§ WHAT TO PRODUCE
Retype each line of the material exactly, please, skipping any picture in it.

A block of data
★ ★ ★ ★ ★ ★ ★

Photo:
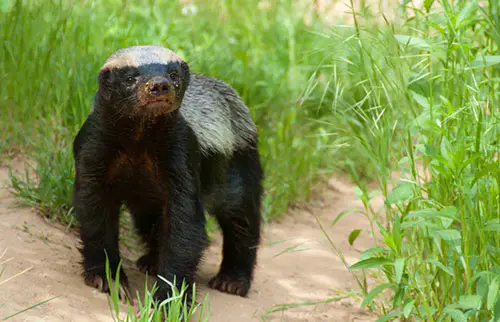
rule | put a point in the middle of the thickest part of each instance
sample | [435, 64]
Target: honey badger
[168, 144]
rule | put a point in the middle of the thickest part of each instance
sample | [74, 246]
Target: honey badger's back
[219, 118]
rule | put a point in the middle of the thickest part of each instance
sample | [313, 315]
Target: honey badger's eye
[130, 79]
[174, 76]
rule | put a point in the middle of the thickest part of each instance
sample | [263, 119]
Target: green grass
[147, 309]
[420, 96]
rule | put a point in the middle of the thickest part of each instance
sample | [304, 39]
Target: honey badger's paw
[230, 284]
[100, 282]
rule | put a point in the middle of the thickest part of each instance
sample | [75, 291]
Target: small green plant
[176, 308]
[426, 103]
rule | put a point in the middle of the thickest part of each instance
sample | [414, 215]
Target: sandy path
[311, 272]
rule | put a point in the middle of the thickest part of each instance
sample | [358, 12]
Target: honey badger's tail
[217, 115]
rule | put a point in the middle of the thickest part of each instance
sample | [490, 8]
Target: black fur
[155, 166]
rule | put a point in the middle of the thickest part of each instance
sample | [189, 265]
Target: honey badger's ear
[103, 81]
[185, 71]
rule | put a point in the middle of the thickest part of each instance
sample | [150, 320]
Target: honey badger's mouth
[157, 96]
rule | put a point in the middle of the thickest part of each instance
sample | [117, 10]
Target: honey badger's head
[143, 80]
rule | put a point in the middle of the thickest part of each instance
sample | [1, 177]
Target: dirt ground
[295, 264]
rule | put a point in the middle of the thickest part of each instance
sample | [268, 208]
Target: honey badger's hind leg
[238, 215]
[146, 216]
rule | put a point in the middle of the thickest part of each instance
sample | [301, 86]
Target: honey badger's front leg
[181, 230]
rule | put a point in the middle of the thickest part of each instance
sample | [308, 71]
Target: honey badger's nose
[158, 86]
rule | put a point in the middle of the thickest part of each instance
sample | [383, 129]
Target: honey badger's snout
[158, 92]
[158, 87]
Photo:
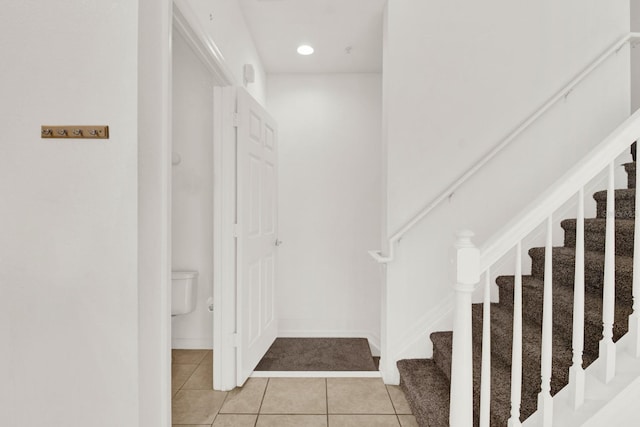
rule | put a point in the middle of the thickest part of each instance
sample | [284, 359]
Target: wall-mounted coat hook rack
[88, 132]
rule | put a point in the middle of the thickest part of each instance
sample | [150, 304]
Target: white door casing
[257, 229]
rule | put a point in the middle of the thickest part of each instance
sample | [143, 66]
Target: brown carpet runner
[426, 382]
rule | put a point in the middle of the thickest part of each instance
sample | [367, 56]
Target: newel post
[467, 277]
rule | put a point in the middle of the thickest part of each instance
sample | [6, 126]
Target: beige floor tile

★ ★ ★ ★ ★ ★ ★

§ RESULT OF THE TASK
Photo:
rule | put a point in the middle of the thickest part of each instance
sample | [435, 64]
Target: honey badger
[168, 144]
rule | put a point in the middle of the thickest part of each instance
sample | [74, 246]
Target: honey badger's back
[219, 118]
rule | put a point in the middle of the thickest part of each instance
sample | [313, 315]
Target: honey badger's eye
[130, 79]
[174, 76]
rule | put a point in the middle of the thickest part of each instance
sample | [263, 119]
Target: green grass
[147, 309]
[420, 96]
rule | put a point in the middle of the thickest part of each instance
sample | [304, 39]
Target: honey badger's paw
[230, 284]
[100, 282]
rule | put a point in the middle of the thickest part of each instance
sample | [75, 291]
Target: small green plant
[176, 308]
[426, 103]
rule | put a point in the middle of the thickest part of each instance
sample | [414, 215]
Target: sandy path
[311, 272]
rule | put a point in the middle of the thickest part of each instance
sample | [358, 12]
Target: honey badger's tail
[217, 115]
rule | put a point in the middle of the thickest part of each instance
sample | [490, 8]
Target: black fur
[155, 166]
rule | put a point in the middle of the thickest part of each instance
sample | [189, 265]
Target: honey badger's ear
[103, 81]
[185, 71]
rule | put a point in the middle of the thickest part of each instance
sample | [150, 320]
Target: honey badger's mouth
[157, 96]
rule | put a point in the middle of the thickest part of each instance
sample | [117, 10]
Target: honey badger's head
[143, 80]
rule | put a point in the middle of the thickest part of each instance
sample | [1, 177]
Target: dirt ground
[295, 264]
rule | put a point in the middle of the thickest part of each instance
sample | [268, 208]
Target: honey badger's hind leg
[238, 215]
[146, 216]
rule | put a point in the middle of the thickest part of each instance
sample | [301, 86]
Target: honey badger's front leg
[181, 230]
rule | put a point in the middle of the thickest part of each instance
sample | [308, 71]
Target: honey badger's nose
[158, 86]
rule | put a point in the middle of the thickest part of each instance
sample | [383, 129]
Target: honey badger's snout
[158, 92]
[158, 87]
Photo:
rule | put a point in the middle of the thickest part of each instance
sample | [284, 359]
Target: wall-mounted coat hook rack
[88, 132]
rule | put a point in the middle of the thickest part of each instance
sample | [150, 304]
Target: white door casing
[257, 229]
rule | put a point in the middle of the thickest part of each instance
sample | [143, 66]
Target: brown carpet runner
[426, 382]
rule | put a point in the middle of the thickest part of each instance
sample | [367, 56]
Target: newel post
[467, 277]
rule | put a point in the middle of the thickest part of each instance
sample | [6, 126]
Target: beige floor tile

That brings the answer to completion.